▶ THE TASK: Copy out all of the data below word for word.

▶ GIVEN ENTRIES:
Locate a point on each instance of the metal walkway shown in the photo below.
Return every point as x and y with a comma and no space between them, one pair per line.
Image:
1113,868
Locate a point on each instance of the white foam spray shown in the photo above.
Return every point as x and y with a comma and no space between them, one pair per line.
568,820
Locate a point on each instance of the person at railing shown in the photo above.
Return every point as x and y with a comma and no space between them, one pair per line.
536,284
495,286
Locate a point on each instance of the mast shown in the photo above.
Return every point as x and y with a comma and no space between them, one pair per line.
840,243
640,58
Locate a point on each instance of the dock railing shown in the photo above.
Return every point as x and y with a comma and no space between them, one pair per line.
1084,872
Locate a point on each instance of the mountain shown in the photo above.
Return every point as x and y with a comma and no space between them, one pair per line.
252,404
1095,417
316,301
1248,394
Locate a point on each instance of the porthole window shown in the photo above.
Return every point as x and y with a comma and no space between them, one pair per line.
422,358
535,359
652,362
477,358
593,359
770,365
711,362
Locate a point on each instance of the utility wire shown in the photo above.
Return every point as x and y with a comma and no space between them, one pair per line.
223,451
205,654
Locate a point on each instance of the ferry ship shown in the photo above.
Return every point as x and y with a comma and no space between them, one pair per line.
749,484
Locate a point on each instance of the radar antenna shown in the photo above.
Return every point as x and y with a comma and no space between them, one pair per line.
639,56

▶ SOLUTION FOR THIS PROBLEM:
Locate a point on each instance of the metal walkway shown in the photo below.
Return every point as x and y with a comma and no space between them, one pair per line.
Image:
1113,868
Locate a point on each instance of the white foam spray shown in the photo above.
Return every point as x and y with a comma and no space between them, one pair per line.
568,820
Locate a point on each instance of the person at railing shown in the photo above.
Return every point as x and y with a comma and no space between them, one pair per line.
536,284
495,286
Locate a point on each instance of the mast shown in the photo above.
Return every point as x and y with a comma and no space between them, one pair per line.
840,243
640,58
Locate a point on each instance of the dock railing shown in the photo above.
Return every point as x and y with a comma and no space between them, one pair per line.
1084,872
Locate a point on each instance of the mountain shown in the photo above.
Return every point as x and y with a comma and no space between them, one pair per line.
252,404
1095,417
316,301
1248,394
Locate a point on each instance of the porthole window shown in the photo above.
Return every point as x and y with a comma and no space between them, one pair per line.
422,358
535,359
652,362
477,358
593,359
770,365
711,362
Locate a point on each instance of the utility wire shown in the photo above.
Return every point as x and y with a comma and no space between them, one pair per line.
223,451
205,654
Locate a point on each instance of the ferry ship shown in the photo above.
Return every point as x and y with a comma and no space between them, one pair per line.
749,484
Locate a point on each instance of the radar antenna shown in the photo above.
Return every point as x and y with a comma and no space between them, one pair per line.
639,56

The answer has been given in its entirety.